───── Vorliegender Text ─────
Vom strengen Patriarchen bis zum Ende der bürgerlichen Familie: Die Rolle der Väter war 200 Jahre lang ein Experimentierfeld. Jetzt haben zwei Autoren das männliche Ego in unserer Zeit untersucht.

Die große Wohnküche der Habecks in Großenwiehe bei Flensburg sieht verdächtig aufgeräumt aus. "Sie waren ja auch noch nicht oben", sagt Robert Habeck beim Kaffeekochen. Oben im ersten Stock wohnen seine vier Söhne Jakob (12), Oskar (6) und die Zwillinge Konrad und Anton (9), und da sieht es aus, wie es eben aussieht, wenn Sportsachen, Spielzeug, Klamotten und Hefte in Ablage F (wie Fußboden) landen. Das Playmobil-Alter mit überall verstreuten Kleinteilen haben die Jungs zur Erleichterung ihres Vaters fast hinter sich. Aber Habeck hat vom Dachboden der Großeltern seine alte elektrische Märklin-Eisenbahn abgeholt, verpackt in zehn Saftkartons. Die bergen das nächste Chaos.
───── Bereitgestellte Daten ─────
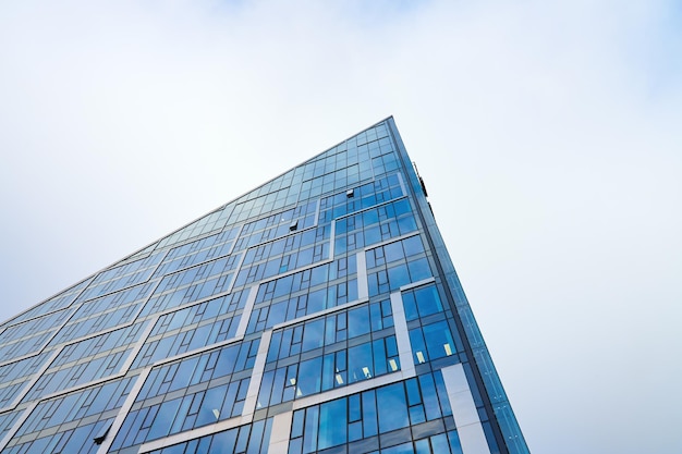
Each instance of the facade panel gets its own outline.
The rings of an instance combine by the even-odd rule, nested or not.
[[[0,326],[0,437],[528,452],[392,118]]]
─────
§ Gestellte Aufgabe 1
Gib bitte einen Teil des vorliegenden Textes erneut wieder und ersetze darin "Kaffeekochen" durch "Teekochen". Setze bei den Worten "Vom strengen Patriarchen" ein und hör nach "das nächste Chaos." auf.
§ Gestellte Aufgabe 2
In welchem Ort liegt laut dem vorliegenden Text die Wohnküche der Habecks?

§ Vollständige Antwort 1
Vom strengen Patriarchen bis zum Ende der bürgerlichen Familie: Die Rolle der Väter war 200 Jahre lang ein Experimentierfeld. Jetzt haben zwei Autoren das männliche Ego in unserer Zeit untersucht.

Die große Wohnküche der Habecks in Großenwiehe bei Flensburg sieht verdächtig aufgeräumt aus. "Sie waren ja auch noch nicht oben", sagt Robert Habeck beim Teekochen. Oben im ersten Stock wohnen seine vier Söhne Jakob (12), Oskar (6) und die Zwillinge Konrad und Anton (9), und da sieht es aus, wie es eben aussieht, wenn Sportsachen, Spielzeug, Klamotten und Hefte in Ablage F (wie Fußboden) landen. Das Playmobil-Alter mit überall verstreuten Kleinteilen haben die Jungs zur Erleichterung ihres Vaters fast hinter sich. Aber Habeck hat vom Dachboden der Großeltern seine alte elektrische Märklin-Eisenbahn abgeholt, verpackt in zehn Saftkartons. Die bergen das nächste Chaos.

§ Vollständige Antwort 2
In Großenwiehe bei Flensburg.